## Task description
How many lines in the records below contain the string "dirt", counting only matches with the same case? Reply with the number alone.

Saved data entries:
● ● ● ● ● ● ●
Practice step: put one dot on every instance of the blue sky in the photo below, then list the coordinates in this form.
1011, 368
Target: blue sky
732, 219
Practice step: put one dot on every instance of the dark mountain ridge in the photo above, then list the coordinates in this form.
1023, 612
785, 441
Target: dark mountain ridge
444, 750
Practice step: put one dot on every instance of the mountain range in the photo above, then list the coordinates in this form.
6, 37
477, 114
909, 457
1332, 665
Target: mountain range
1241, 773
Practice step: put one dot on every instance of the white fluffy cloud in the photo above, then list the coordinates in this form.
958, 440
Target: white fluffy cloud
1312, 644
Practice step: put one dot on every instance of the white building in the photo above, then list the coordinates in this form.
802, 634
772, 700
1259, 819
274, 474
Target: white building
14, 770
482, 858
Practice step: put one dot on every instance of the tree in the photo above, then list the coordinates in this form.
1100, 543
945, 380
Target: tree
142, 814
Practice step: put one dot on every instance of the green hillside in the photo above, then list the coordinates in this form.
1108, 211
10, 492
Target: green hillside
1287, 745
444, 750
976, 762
● ● ● ● ● ● ●
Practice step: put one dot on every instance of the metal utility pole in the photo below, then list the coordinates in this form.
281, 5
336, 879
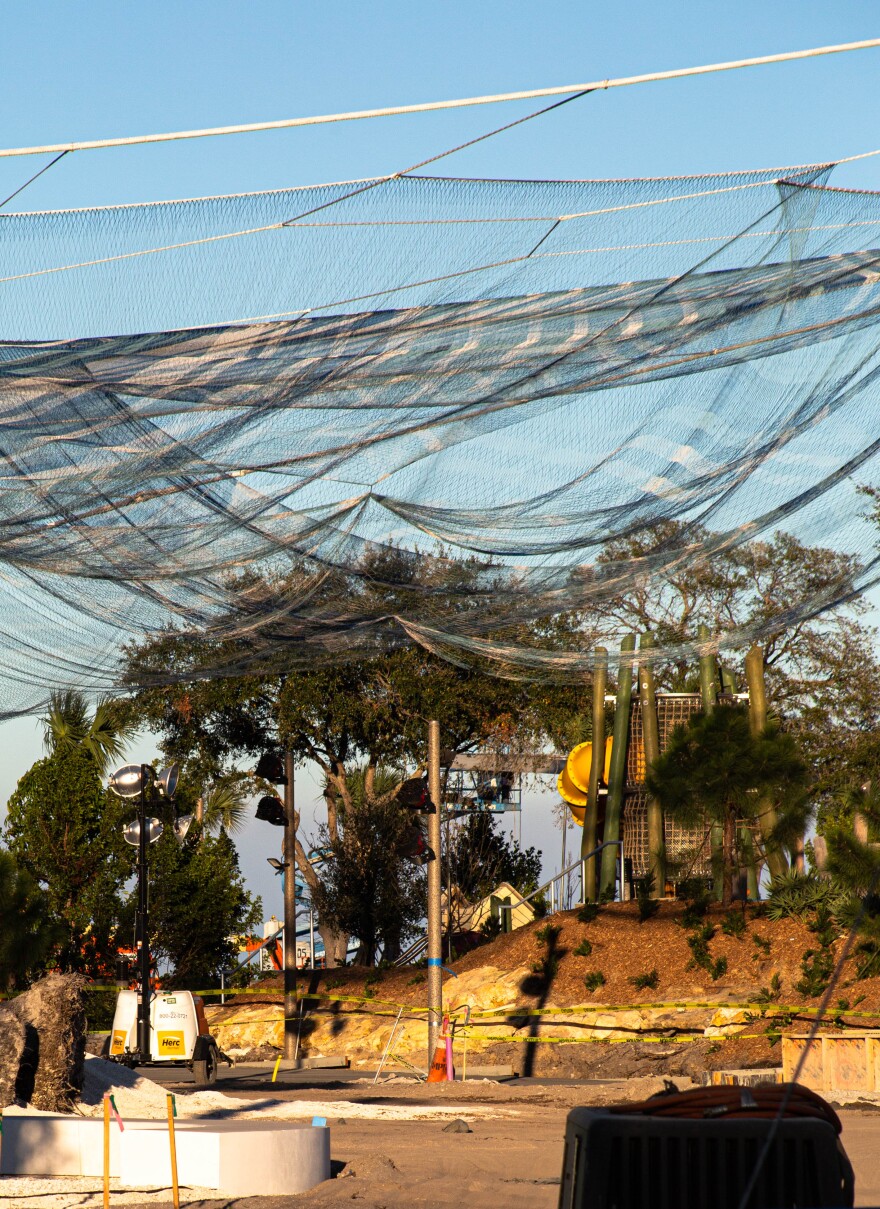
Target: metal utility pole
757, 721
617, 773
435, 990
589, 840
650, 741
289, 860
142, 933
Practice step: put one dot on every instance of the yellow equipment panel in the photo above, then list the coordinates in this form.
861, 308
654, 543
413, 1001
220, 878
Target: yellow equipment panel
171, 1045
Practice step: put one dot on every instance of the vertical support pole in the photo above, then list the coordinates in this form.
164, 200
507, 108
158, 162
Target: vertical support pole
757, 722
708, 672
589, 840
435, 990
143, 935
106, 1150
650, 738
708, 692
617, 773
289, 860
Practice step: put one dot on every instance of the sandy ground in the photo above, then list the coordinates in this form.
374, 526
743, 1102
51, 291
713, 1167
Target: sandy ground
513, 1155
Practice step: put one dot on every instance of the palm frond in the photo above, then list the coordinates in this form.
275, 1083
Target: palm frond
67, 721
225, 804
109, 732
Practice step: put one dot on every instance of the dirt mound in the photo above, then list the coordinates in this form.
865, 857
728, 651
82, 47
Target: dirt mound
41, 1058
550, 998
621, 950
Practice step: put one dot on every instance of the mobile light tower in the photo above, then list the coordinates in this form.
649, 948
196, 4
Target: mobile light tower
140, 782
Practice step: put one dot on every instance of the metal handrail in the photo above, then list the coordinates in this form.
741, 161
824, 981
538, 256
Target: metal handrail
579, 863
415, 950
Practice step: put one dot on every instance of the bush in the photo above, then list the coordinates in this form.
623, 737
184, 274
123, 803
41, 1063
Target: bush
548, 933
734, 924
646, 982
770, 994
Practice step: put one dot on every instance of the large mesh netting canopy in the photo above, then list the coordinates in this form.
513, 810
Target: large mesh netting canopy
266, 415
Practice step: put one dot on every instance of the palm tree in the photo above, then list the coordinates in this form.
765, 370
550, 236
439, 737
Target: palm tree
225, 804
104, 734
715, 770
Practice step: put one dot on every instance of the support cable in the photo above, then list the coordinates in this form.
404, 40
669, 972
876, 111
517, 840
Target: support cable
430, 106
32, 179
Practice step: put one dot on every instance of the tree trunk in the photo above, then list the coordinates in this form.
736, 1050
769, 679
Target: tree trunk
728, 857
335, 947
● ● ● ● ● ● ●
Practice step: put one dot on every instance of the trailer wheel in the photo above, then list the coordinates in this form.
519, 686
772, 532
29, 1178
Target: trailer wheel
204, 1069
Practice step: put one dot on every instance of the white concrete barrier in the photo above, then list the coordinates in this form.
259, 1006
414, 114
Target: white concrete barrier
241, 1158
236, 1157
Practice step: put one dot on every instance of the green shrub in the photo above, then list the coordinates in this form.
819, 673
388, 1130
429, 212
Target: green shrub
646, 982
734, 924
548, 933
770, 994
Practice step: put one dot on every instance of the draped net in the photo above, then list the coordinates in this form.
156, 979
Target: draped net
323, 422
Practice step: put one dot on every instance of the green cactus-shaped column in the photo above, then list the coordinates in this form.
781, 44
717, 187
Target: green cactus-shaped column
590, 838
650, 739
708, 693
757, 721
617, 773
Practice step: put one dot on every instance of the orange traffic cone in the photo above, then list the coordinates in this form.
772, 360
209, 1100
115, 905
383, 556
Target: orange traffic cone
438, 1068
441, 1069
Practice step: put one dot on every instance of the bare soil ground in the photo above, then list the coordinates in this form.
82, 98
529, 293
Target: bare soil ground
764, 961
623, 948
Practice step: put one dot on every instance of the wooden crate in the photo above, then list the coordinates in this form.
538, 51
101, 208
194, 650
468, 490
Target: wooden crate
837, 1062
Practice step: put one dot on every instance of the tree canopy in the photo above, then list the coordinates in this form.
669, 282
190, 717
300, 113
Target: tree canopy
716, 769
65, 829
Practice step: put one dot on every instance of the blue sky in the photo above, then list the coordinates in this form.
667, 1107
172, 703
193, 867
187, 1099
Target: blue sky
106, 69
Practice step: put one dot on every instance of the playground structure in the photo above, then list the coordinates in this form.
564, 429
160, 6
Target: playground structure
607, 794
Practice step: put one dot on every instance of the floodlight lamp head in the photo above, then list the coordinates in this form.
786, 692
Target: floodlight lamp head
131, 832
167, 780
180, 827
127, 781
● ● ● ● ● ● ●
## Task solution
2